Problem description — Copy every record word for word.

START Given records

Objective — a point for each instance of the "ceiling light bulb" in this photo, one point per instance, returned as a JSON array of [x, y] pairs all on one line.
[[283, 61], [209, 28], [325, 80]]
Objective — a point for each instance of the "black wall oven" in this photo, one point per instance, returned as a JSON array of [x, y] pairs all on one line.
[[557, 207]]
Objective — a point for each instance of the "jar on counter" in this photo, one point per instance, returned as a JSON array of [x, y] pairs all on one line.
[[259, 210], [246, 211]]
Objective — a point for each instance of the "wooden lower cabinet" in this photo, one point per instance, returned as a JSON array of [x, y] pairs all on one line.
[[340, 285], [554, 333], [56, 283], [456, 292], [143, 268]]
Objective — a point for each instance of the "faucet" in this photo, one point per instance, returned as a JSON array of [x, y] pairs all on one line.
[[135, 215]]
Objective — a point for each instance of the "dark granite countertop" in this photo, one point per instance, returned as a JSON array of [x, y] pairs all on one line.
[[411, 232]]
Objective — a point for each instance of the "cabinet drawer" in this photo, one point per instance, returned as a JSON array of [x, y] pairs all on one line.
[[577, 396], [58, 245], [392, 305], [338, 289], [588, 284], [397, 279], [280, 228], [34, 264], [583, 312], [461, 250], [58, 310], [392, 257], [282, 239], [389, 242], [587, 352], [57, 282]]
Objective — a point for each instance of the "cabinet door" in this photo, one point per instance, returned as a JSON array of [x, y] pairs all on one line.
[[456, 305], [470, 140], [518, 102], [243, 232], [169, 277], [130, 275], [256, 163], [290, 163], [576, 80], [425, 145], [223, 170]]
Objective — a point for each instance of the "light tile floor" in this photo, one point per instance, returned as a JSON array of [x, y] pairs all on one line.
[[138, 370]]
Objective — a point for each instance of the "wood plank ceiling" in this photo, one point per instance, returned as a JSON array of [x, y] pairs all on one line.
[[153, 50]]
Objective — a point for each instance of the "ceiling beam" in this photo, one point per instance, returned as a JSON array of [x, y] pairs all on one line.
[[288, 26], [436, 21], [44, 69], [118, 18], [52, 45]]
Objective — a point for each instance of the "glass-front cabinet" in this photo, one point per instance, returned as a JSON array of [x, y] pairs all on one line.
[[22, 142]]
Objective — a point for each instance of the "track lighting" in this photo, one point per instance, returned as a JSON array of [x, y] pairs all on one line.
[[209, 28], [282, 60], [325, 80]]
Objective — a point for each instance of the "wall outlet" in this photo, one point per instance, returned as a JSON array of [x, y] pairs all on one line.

END Given records

Solution to the problem —
Objective — a point for each instance of the "ceiling light bulb" in this photo, one point per instance, returned as a JSON array of [x, y] pairs all on one line.
[[283, 61], [209, 28], [325, 80]]
Objective — a point for each instance of the "black wall oven" in this photo, one point per instance, returned as a JSON array of [x, y] pairs all on one line.
[[557, 207]]
Objective — a point for each instance of the "jar on counter" in this photo, one point per instance, returned as a JSON array of [x, y] pairs all on one line.
[[259, 210], [246, 211]]
Objective — a point for each instance of the "wooden lower cabinet" in this photo, one point per instance, returned as a JSON array of [x, y] pairs all on one line.
[[340, 285], [554, 333], [56, 283], [456, 292], [143, 268]]
Objective — a point for each instance of the "faucet" in this photo, one point per instance, returned as a JSON array of [x, y] pairs all on one line.
[[135, 215]]
Objective — a point for each instance of the "dark granite countertop" in this photo, one point per instance, returned as a JSON array of [x, y] pairs all on one line.
[[411, 232]]
Objective — a point for each instance of the "cabinet drawer" in this photo, one point per instance, returned as a JSON array of [x, y] pairs all on one line.
[[577, 396], [58, 245], [392, 305], [338, 289], [588, 284], [397, 279], [280, 228], [34, 264], [583, 312], [461, 250], [58, 310], [392, 257], [282, 239], [389, 242], [587, 352], [57, 282]]
Objective — a point for each instance of the "cabinet door" in this photo, one point per instance, returned as a JSON array of [x, y] pairs all on one line.
[[456, 305], [470, 140], [518, 102], [243, 232], [169, 277], [130, 275], [256, 163], [290, 163], [576, 80], [425, 145], [223, 170]]
Objective — a point for each instance of the "light tile floor" in this photo, one point per instance, returned as a JSON array of [x, y] pairs all on one line.
[[138, 370]]
Objective — a point for each instance of the "wood plank ceiling" in this photo, one point per instance, returned as a JSON array of [x, y] pairs all on one line.
[[153, 50]]
Objective — a point for each instance of the "ceiling beam" in this photo, one point per instance, returned as a JSON array of [x, y] pairs all on one line.
[[288, 26], [436, 21], [44, 69], [118, 18], [52, 45]]
Objective — a point for each instance of the "glass-front cabinet" in this photo, one point per instance, returned as a JSON array of [x, y] pairs all on one line.
[[22, 142]]
Objective — a point for each instance of the "track lighting" in this photo, one point per instance, returned as a JSON array of [x, y] pairs all on one line.
[[209, 28], [282, 60], [325, 80]]
Objective — a point for each instance of the "wall outlet" in this photo, one point per instance, returned as a JSON array of [x, y] pairs all on one line.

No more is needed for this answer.